**SELECTED EXTRACT**
● ● ● ●
Interstate 94 in northern Indiana was a scene of mangled, burned cars despite the snow that blanketed the ground and blew through the air Thursday evening. Some of the vehicles that lay among the wreckage were crushed between folded semi-tractors, so entangled that responders found it difficult to tell them apart. It only took seconds for over forty vehicles to create a mile-long pile of debris in the whiteout conditions that plagued the evening commute. Victims of the massive pileup were screaming out as emergency responders arrived on scene and attempted to assist the injured as quickly as possible in the freezing cold weather conditions. Three people died and nearly two dozen were injured in the horrific string of crashes.
● ● ● ●
**STORED DATA**
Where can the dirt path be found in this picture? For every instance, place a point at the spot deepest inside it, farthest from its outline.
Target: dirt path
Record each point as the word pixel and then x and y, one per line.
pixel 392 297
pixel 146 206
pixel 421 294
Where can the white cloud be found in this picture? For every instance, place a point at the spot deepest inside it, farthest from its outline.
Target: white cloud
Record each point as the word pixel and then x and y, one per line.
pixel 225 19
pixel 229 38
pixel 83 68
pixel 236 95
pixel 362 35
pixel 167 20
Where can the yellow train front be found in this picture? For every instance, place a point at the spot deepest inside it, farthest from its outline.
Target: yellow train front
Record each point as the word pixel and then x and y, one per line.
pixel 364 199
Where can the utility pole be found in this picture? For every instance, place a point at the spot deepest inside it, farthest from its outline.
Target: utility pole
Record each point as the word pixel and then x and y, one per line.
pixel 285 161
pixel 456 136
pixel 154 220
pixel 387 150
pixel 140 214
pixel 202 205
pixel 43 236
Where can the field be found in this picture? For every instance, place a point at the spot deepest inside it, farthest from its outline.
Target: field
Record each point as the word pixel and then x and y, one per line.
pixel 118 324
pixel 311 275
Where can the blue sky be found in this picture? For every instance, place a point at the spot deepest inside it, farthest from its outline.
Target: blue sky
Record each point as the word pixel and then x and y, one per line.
● ● ● ●
**BRIEF**
Please state how many vehicles created the mile-long pile of debris in the account of the Interstate 94 pileup.

**SOLUTION FOR THIS PROBLEM**
Over forty vehicles.